» **Tasks to perform**:
1 - Translate the following sentence from the text on the Home Guard into French: "Their role was to act as a secondary defence force, in case of invasion by the forces of Nazi Germany and their allies."
2 - Answer these questions using the text on the Home Guard:
(a) What are the stated dimensions of the fridge magnet?
(b) What was the Home Guard initially called?
(c) How many local volunteers made up the Home Guard?
3 - Carry on the text on the Home Guard from where it stops.
*** Opening Text provided ***
Home Guard - Walmington on Sea. 147mm x 50mm Fridge Magnet
Acrylic fridge magnet / free standing desk sign
The Home Guard (initially Local Defence Volunteers or LDV) was an armed citizen militia supporting the British Army during the Second World War. Operational from 1940 until 1944, the Home Guard was composed of 1.5 million local volunteers otherwise ineligible for military service, such as those too young or too old to join the regular armed services (regular military service was restricted to those aged 18 to 41) or those in reserved occupations. Excluding those already in the armed services, the civilian police or civil defence, approximately one in five men were volunteers. Their role was to act as a secondary defence force, in case of invasion by the forces of Nazi Germany and their allies.
*** Closing Text provided ***
*** Opening Supplied material ***
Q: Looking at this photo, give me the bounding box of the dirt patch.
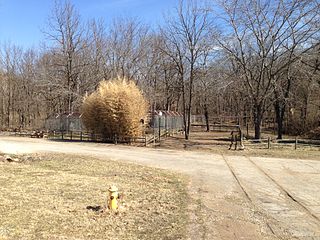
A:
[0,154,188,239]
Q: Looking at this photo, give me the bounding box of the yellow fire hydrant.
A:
*** Closing Supplied material ***
*** Opening Supplied material ***
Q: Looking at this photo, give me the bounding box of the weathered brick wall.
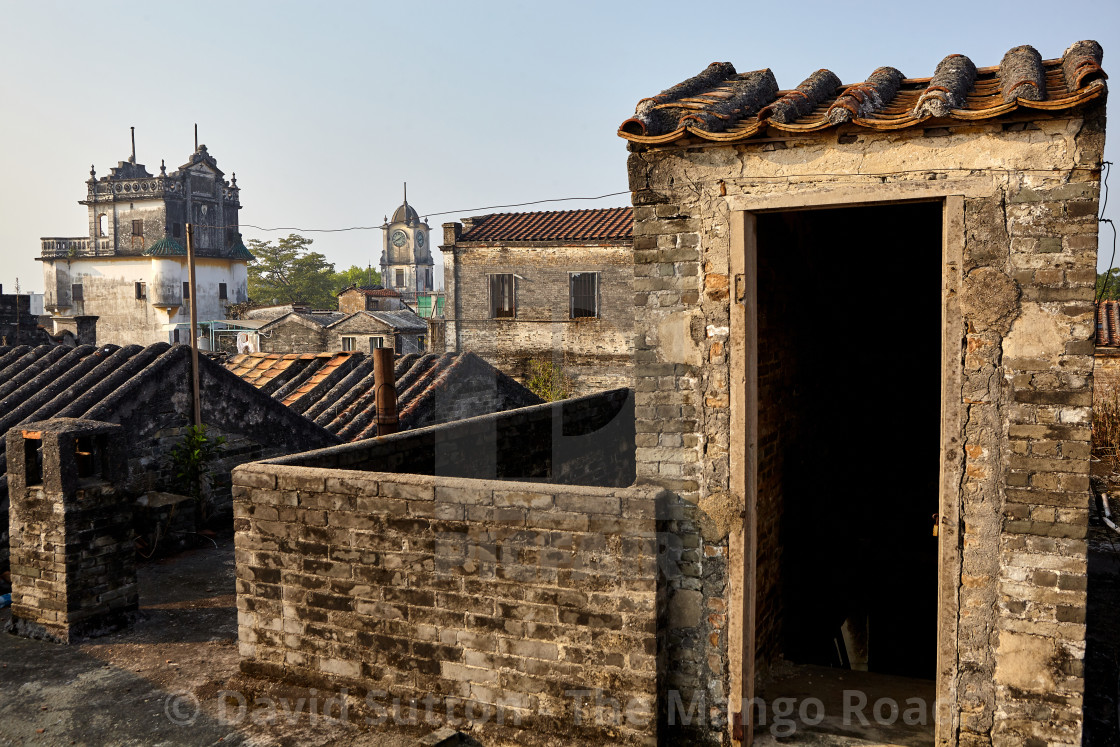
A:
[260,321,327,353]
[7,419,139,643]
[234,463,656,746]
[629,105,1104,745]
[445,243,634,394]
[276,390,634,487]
*** Closing Supplied material ***
*** Opening Supplied material ***
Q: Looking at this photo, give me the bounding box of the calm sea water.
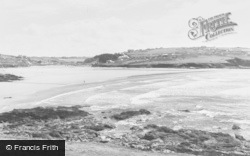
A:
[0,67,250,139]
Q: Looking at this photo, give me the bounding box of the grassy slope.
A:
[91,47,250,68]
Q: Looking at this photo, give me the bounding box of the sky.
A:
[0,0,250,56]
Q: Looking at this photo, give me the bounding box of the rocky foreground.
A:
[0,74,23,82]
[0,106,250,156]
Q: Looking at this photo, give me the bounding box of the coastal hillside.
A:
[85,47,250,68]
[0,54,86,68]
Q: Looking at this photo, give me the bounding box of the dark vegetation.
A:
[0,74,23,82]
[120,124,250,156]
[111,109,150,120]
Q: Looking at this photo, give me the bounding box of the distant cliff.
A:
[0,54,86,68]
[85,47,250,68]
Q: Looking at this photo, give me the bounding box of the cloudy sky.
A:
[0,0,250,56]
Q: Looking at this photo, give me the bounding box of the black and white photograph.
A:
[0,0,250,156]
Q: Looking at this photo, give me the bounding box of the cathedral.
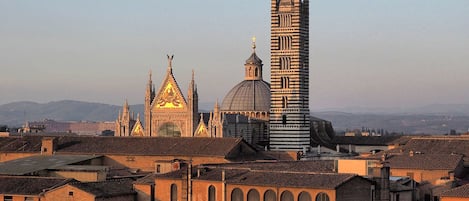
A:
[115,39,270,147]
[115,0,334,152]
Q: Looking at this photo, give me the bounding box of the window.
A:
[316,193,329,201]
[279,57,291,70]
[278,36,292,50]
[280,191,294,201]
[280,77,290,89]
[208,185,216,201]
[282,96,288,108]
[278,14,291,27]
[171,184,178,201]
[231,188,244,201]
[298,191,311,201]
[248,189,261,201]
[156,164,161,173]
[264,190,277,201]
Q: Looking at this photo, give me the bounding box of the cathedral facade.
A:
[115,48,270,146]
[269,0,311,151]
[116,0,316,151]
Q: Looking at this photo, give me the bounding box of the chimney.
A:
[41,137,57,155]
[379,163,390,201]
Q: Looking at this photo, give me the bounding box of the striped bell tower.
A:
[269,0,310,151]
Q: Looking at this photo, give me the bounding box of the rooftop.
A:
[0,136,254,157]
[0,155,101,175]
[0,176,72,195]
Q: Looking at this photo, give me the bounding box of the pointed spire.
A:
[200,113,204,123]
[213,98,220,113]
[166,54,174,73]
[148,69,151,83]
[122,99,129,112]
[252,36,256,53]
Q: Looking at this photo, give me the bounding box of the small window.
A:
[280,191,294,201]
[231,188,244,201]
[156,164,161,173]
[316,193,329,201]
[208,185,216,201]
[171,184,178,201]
*** Closing Supplied material ***
» **Responses by item number**:
1 - Leur rôle était d'agir en tant que force de défense secondaire, en cas d'invasion par les forces de l'Allemagne nazie et de leurs alliés.

2 -
(a) 147mm x 50mm
(b) Local Defence Volunteers, or LDV
(c) 1.5 million

3 -
The Home Guard were to try to slow down the advance of the enemy, even by a few hours, in order to give the regular troops time to regroup, and also to defend key communications points and factories in rear areas against possible capture by paratroops or fifth columnists. A key purpose was to maintain control of the civilian population in the event of an invasion, forestalling panic and preventing communication routes from being blocked by refugees, thereby freeing the regular forces to fight the Germans. The Home Guard continued to man roadblocks and guard the coastal areas of the United Kingdom and other important places such as airfields, factories and explosives stores until late 1944 when they were stood down. They were finally disbanded on 31 December 1945, eight months after Germany's surrender. Men aged 17 to 65 could join, although the upper age limit was not strictly enforced. Service was unpaid but gave a chance for older or inexperienced soldiers to support the war effort.